Your task: Reproduce verbatim every line below from the one containing "Find the black helmet" down to the last line, including both.

Dataset excerpts:
────────────────────

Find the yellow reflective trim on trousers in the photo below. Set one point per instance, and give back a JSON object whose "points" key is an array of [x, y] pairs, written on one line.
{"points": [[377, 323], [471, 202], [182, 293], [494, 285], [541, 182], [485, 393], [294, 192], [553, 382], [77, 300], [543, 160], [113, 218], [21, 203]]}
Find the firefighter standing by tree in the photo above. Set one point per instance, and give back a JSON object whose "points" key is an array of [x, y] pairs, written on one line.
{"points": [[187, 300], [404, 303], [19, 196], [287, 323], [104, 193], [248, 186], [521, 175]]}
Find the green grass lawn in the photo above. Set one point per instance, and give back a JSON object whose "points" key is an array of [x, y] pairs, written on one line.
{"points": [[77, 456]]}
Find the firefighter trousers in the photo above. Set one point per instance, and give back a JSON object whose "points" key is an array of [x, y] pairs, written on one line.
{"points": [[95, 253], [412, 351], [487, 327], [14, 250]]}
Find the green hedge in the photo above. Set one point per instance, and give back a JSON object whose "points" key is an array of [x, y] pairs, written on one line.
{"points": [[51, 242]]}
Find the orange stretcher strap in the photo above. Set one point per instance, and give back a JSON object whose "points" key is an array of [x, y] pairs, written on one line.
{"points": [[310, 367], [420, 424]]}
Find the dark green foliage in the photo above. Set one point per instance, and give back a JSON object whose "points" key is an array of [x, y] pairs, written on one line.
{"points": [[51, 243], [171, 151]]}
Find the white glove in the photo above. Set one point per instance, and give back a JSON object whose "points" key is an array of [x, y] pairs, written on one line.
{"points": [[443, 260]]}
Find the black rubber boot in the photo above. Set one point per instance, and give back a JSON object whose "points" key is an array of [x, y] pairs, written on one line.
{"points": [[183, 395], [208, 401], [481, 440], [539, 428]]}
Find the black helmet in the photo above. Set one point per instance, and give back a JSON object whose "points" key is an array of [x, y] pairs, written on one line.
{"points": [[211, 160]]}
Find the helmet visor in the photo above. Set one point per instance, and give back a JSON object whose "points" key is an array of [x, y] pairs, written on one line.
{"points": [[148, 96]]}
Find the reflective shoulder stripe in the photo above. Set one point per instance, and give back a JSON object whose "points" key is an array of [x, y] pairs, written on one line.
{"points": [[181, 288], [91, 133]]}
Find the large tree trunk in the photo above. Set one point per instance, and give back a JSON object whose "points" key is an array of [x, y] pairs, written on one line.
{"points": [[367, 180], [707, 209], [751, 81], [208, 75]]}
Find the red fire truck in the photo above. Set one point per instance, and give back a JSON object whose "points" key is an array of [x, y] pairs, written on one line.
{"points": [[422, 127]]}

────────────────────

Solution:
Find the black helmet in the photo above. Set one point per instance, and give back a JSON object whose "points" key is an array of [x, y] pairs, written on one line.
{"points": [[211, 160]]}
Find the helmet visor in the photo above. Set one point per instance, and give back a JSON object whose "points" key is an array of [x, y] pairs, written on one line.
{"points": [[148, 96]]}
Find the reflective shoulder stripe in the photo above. Set one point per instance, and give back a JSON object whose "points" key is an array of [x, y] pairs, written on one line.
{"points": [[181, 288], [91, 133]]}
Find the large tree trunk in the photo above. Set one point per instance, and give back a JSON object whose "points" key is an array of [x, y] pairs, written on one line.
{"points": [[367, 180], [707, 209], [751, 81], [208, 75]]}
Find the red fire truck in the photo above. Set one point per instance, and give back a JSON object whose "points" key is an array of [x, y] pairs, written on one line.
{"points": [[422, 127]]}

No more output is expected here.